§ **Exercise**
Can you quote the lines below exactly, starting at the line with "Where can you spot the sofa" and going through the last one?

--

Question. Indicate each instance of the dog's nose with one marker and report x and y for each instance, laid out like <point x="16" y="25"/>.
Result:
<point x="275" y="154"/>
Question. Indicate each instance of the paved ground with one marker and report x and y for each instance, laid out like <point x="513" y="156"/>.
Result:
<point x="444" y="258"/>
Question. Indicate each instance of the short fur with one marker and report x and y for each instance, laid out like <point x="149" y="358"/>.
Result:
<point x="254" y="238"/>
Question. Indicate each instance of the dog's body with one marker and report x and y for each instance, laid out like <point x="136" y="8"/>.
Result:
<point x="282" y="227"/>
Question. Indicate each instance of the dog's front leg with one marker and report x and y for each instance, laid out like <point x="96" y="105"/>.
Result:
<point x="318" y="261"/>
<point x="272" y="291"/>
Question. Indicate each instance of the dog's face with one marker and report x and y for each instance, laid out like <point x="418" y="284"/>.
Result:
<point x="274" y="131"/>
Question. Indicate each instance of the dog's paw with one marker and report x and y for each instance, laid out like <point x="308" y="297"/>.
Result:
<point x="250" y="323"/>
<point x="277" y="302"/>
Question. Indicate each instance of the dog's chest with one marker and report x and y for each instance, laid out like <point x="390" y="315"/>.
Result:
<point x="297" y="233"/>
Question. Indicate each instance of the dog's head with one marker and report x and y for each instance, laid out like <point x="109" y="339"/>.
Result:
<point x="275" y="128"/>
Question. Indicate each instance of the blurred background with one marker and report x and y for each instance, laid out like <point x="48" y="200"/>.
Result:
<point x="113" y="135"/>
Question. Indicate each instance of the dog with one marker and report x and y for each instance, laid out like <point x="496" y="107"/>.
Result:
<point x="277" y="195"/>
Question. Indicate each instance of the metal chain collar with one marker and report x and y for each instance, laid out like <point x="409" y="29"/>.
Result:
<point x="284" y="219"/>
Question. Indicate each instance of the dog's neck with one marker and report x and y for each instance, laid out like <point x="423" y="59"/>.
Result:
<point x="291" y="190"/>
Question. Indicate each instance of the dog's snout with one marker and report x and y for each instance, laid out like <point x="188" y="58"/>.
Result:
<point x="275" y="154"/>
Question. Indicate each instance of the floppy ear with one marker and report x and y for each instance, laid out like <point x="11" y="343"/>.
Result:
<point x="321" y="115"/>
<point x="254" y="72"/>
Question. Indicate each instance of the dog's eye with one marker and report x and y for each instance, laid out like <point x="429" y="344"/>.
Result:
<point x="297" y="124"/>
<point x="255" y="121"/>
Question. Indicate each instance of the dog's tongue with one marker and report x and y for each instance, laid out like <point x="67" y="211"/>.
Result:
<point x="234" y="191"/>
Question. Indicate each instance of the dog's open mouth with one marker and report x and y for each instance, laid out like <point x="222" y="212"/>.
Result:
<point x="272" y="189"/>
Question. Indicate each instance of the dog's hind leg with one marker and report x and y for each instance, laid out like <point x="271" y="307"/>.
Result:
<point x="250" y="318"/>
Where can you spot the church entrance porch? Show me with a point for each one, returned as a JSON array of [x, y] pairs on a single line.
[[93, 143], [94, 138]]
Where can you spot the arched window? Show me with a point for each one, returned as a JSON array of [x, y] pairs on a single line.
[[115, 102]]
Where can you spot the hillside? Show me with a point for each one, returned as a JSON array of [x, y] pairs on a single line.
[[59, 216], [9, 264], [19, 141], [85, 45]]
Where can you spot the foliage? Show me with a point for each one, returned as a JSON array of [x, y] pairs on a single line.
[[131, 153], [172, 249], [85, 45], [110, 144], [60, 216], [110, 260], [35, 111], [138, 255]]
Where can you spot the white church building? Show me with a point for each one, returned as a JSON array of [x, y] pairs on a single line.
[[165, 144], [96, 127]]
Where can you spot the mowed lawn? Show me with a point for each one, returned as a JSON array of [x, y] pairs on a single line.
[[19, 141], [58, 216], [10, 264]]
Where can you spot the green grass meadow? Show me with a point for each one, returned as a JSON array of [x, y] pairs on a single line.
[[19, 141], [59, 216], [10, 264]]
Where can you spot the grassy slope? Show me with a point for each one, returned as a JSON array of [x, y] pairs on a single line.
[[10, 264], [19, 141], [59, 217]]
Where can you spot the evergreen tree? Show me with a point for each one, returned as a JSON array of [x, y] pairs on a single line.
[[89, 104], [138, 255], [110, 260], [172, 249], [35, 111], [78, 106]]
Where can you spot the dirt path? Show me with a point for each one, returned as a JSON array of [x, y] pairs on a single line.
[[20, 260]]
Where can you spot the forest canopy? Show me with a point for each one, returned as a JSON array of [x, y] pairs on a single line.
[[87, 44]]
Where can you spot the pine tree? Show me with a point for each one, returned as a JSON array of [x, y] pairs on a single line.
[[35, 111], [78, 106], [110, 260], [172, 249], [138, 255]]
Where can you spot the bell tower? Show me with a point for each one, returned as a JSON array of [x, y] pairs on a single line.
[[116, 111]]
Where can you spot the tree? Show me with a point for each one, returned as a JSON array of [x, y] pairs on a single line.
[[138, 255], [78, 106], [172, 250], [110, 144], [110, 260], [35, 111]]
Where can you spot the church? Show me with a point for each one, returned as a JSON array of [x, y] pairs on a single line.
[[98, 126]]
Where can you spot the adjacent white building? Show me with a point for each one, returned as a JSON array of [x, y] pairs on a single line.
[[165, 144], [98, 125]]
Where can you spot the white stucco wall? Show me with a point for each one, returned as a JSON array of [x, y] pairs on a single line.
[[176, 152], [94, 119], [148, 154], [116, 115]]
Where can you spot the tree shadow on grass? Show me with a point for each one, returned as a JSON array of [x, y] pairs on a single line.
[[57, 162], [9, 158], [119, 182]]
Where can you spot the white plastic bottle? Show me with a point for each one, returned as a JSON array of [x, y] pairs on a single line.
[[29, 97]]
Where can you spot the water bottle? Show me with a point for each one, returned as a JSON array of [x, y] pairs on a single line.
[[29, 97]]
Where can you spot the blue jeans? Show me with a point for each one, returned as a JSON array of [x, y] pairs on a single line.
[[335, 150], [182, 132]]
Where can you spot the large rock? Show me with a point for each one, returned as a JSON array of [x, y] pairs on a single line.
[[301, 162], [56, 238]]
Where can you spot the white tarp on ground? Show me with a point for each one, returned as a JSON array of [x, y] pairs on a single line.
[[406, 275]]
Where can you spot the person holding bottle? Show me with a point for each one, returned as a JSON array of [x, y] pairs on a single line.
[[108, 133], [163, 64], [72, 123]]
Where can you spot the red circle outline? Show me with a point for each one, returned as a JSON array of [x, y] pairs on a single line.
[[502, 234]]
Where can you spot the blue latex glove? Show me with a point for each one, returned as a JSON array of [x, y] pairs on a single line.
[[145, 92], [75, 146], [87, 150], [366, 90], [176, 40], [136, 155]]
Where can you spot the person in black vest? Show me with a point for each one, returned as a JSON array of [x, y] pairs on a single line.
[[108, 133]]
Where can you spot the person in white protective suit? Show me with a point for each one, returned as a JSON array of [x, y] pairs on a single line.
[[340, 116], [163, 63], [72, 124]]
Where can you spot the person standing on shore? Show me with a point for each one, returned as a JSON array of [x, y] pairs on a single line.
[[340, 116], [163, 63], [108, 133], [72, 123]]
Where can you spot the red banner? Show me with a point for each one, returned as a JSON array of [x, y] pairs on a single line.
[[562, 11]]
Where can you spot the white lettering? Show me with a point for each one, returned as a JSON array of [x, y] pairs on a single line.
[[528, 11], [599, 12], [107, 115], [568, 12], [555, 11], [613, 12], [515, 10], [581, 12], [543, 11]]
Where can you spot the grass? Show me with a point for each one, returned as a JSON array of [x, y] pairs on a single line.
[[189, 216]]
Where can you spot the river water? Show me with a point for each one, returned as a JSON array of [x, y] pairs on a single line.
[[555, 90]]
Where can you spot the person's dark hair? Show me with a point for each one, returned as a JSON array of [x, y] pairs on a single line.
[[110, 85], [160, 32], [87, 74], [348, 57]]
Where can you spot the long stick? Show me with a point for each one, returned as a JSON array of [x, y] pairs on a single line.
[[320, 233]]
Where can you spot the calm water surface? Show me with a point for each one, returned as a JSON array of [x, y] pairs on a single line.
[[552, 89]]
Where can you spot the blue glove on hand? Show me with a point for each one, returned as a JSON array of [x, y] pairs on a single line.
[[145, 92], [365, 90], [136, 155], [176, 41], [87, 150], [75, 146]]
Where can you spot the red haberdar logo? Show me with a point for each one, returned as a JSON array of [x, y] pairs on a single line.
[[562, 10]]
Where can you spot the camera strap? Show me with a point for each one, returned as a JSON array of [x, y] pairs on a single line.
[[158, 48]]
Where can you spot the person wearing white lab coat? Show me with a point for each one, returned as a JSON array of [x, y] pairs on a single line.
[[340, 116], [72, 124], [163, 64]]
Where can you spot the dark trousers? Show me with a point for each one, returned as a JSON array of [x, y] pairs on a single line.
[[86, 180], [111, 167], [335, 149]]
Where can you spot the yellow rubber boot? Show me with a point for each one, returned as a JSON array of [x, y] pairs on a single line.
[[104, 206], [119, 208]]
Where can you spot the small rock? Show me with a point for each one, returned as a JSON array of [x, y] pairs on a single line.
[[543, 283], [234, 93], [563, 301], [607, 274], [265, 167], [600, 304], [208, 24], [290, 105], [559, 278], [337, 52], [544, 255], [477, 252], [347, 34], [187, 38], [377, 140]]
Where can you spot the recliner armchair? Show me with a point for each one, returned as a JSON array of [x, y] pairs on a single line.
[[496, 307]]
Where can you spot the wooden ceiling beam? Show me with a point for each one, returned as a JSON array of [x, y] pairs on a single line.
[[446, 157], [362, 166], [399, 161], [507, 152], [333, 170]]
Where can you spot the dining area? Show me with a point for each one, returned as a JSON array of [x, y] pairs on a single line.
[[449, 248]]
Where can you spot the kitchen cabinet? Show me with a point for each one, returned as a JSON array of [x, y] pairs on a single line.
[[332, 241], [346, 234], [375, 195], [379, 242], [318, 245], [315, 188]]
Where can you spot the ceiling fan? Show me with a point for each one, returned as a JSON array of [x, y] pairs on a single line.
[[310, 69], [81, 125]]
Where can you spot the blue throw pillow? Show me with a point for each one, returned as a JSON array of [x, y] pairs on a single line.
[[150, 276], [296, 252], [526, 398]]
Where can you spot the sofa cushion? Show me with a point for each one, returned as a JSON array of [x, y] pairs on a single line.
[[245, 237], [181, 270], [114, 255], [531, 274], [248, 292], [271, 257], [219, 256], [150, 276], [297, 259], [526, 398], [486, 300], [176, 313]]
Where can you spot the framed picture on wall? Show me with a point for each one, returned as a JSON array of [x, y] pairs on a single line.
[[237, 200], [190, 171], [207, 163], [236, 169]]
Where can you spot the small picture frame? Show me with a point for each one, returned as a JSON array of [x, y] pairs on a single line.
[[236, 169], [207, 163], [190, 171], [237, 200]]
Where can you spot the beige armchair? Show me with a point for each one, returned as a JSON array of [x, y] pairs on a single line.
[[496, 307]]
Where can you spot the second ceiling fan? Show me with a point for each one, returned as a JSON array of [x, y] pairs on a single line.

--

§ **Task response**
Where can you spot the sofa cushion? Show me with a point for each one, returned as a JSON array of [x, y] pairs on a single line.
[[245, 237], [181, 270], [114, 255], [531, 274], [248, 292], [271, 257], [219, 256], [150, 276], [297, 259], [526, 398], [486, 300], [176, 313]]
Where can you spot the framed picture on wall? Show me with a point for each one, returned as a JSON array of [x, y] pairs on a single line.
[[237, 200], [190, 171], [207, 163], [236, 169]]
Where can you spot the small picture frame? Show me with a point for each one, returned as a JSON array of [x, y] pairs on a single line.
[[236, 169], [207, 163], [190, 171], [237, 200]]
Where can you spot the beige armchair? Show me with a point for each one, returned as a JSON array of [x, y] pairs on a single line.
[[496, 307]]
Where can you spot the second ceiling fan? Show me with a point for each one, returned as a JSON array of [x, y] pairs on a single line.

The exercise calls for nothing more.